** Begin Extracted material **

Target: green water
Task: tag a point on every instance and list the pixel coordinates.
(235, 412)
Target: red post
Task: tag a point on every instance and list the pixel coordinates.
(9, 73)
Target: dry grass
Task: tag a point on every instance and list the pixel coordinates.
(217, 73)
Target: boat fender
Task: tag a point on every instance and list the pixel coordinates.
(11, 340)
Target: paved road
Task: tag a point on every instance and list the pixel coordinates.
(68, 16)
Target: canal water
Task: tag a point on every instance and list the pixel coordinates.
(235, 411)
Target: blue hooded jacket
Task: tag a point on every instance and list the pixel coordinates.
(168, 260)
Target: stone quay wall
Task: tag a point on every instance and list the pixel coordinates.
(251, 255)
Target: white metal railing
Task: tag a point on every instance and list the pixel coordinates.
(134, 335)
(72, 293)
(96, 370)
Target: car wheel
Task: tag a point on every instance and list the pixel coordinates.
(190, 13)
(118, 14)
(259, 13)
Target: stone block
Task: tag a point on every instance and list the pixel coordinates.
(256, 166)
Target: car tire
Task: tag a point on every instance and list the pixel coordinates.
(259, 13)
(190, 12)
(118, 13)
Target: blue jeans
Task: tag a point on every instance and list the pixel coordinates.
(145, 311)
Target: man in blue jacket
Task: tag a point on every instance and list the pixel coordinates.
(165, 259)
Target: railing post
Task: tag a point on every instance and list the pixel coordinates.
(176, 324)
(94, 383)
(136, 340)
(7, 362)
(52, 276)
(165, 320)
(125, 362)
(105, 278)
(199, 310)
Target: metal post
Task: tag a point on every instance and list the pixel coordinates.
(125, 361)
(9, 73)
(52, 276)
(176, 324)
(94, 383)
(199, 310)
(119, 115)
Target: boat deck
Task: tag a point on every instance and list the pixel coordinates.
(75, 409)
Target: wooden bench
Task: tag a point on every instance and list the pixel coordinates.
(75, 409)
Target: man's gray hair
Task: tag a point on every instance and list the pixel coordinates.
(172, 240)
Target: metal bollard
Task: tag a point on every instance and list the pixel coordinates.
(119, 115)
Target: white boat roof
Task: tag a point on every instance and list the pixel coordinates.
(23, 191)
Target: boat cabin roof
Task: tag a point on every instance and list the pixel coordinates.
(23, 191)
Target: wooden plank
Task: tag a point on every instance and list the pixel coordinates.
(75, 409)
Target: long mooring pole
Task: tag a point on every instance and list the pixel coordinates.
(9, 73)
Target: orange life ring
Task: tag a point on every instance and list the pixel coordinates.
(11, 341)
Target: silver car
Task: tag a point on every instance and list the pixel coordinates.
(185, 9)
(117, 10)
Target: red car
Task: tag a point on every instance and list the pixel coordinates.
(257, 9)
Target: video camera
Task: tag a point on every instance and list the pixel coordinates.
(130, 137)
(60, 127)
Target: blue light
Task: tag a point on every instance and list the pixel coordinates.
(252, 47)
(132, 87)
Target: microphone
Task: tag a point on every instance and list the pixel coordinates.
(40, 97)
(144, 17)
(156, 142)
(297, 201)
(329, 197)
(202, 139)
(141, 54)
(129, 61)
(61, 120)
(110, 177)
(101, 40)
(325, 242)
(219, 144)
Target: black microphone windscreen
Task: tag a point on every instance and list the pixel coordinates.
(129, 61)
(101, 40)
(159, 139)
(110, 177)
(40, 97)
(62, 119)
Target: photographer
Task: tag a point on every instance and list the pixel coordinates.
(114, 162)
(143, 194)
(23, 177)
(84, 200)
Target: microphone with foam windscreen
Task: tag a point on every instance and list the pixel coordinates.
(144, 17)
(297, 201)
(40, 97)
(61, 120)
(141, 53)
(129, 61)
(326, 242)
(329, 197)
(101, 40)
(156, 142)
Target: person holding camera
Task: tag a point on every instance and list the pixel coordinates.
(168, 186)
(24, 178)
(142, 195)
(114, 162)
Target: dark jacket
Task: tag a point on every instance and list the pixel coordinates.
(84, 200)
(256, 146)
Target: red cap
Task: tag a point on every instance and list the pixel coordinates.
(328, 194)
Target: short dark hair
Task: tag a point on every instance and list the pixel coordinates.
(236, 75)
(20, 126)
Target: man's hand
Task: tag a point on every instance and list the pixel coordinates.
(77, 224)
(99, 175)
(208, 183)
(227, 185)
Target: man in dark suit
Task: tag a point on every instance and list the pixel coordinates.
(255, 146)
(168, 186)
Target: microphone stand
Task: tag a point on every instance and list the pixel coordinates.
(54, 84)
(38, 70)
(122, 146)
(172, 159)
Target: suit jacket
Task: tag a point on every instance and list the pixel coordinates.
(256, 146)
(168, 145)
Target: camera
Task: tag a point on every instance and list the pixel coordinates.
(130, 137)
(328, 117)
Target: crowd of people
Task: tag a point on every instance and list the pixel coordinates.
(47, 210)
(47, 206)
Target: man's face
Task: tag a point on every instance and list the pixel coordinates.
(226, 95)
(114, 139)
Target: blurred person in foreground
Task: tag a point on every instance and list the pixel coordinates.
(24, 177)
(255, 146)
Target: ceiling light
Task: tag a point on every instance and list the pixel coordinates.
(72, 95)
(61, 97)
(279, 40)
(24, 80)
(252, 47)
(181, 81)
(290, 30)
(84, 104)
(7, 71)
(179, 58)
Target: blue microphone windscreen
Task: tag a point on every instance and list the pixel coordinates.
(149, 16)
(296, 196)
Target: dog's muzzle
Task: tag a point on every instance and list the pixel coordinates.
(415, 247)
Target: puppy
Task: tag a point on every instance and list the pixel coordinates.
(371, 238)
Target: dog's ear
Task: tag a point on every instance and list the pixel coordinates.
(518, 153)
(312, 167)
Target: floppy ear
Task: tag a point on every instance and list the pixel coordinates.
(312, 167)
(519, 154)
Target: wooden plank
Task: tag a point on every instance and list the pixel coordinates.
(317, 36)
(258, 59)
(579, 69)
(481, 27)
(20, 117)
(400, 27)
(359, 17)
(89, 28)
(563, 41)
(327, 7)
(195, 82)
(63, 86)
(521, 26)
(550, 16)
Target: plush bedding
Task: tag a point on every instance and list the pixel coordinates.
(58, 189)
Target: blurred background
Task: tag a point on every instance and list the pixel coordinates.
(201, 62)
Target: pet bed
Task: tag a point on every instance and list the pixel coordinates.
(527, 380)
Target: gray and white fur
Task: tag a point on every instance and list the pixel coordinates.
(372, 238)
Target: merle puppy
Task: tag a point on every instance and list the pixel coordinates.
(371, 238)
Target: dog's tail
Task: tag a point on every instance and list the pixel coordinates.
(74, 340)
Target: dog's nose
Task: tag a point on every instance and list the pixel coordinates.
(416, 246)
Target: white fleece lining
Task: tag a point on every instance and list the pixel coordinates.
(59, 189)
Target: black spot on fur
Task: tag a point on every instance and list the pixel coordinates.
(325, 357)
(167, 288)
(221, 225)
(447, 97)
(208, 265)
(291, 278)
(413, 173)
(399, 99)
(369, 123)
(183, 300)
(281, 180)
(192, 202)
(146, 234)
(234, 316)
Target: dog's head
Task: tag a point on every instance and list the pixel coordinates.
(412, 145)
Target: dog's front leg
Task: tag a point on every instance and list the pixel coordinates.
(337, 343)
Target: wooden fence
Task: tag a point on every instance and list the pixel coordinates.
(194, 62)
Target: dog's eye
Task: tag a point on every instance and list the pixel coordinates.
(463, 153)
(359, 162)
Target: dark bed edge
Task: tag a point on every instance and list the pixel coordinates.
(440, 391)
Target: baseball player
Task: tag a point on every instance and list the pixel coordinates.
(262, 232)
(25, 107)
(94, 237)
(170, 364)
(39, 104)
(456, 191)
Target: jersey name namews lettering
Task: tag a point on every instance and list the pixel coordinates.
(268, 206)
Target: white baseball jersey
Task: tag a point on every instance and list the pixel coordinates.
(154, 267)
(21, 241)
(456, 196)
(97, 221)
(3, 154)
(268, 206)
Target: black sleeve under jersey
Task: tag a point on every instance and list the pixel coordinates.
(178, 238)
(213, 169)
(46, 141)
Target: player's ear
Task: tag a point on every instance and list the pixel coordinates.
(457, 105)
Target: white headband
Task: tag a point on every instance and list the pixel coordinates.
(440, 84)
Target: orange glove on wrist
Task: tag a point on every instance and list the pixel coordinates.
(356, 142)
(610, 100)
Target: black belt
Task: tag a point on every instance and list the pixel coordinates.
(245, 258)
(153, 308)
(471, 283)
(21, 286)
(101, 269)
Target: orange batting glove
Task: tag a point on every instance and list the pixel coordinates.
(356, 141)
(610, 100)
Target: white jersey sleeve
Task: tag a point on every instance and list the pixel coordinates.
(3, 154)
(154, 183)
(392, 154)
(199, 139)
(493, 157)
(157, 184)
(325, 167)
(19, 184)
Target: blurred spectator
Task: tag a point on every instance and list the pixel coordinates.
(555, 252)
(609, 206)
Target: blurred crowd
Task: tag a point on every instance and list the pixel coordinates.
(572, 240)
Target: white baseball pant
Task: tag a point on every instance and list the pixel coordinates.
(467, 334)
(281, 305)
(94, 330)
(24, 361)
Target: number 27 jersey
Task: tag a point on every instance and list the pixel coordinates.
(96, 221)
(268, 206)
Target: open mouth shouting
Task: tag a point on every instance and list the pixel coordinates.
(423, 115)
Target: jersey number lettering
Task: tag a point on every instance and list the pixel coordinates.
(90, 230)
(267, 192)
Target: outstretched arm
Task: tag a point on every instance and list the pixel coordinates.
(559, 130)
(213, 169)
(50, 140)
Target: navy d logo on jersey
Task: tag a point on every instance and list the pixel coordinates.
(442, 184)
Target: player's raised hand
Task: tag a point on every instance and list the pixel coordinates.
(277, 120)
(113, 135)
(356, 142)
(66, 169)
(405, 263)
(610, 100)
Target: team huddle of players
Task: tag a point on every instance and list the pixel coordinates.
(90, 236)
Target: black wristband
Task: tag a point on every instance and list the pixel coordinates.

** End Extracted material **

## What this task involves
Could you give again exactly the lines from the line containing "Target: white baseball pant" through the final line of the data above, and no others?

## Answer in full
Target: white baseball pant
Task: tag a point on every instance and list the pixel coordinates.
(467, 334)
(281, 305)
(94, 330)
(24, 361)
Target: number 27 jersey
Task: tag a point on every instance and list the pixel coordinates.
(96, 221)
(268, 206)
Target: open mouth shouting
Task: tag a point on every instance and list the pixel coordinates.
(423, 115)
Target: jersey number lettering
Task: tag a point on every instance and list the pixel coordinates.
(90, 230)
(267, 192)
Target: outstretched arm
Task: tag a point on every instance and list the pixel coordinates.
(559, 130)
(213, 169)
(50, 140)
Target: navy d logo on jersey
Task: tag a point on every instance and list the pixel coordinates.
(442, 184)
Target: player's raised hand
Task: tag a point on every instance and list the pixel coordinates.
(277, 120)
(113, 135)
(356, 142)
(66, 169)
(405, 263)
(610, 100)
Target: team huddle of players
Task: tag a point on every instance and list the pixel coordinates.
(90, 236)
Target: black wristband
Task: tag a point on every instance and list the pixel coordinates.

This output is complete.